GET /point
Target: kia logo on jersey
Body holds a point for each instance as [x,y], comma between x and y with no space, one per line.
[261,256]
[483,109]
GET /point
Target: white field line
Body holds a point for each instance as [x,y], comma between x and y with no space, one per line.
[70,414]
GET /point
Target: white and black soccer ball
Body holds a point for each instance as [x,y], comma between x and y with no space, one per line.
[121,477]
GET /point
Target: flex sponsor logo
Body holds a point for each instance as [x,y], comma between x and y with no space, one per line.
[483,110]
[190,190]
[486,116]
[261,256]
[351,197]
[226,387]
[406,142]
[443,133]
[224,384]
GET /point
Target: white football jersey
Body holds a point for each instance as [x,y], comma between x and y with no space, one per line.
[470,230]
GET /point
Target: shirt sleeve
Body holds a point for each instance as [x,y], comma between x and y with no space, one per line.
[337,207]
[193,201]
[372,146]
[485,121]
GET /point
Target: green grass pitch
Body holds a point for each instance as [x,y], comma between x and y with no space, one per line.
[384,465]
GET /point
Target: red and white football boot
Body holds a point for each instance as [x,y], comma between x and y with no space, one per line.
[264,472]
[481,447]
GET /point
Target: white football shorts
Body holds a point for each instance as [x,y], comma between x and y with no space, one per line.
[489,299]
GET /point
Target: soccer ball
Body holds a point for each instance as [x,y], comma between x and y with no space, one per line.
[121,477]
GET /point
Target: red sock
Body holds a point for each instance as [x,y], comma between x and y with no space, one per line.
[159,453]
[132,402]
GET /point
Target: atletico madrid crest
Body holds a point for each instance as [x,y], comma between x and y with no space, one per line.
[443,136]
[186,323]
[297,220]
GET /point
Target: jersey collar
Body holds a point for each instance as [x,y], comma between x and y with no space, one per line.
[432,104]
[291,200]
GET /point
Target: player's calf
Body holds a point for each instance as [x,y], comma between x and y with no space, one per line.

● **Work required**
Return every line of the records that contains the string "white", unchanged and in its original order.

● **Task response**
Target: white field line
Target: white and black soccer ball
Target: white football jersey
Target: red and white football boot
Target: white football shorts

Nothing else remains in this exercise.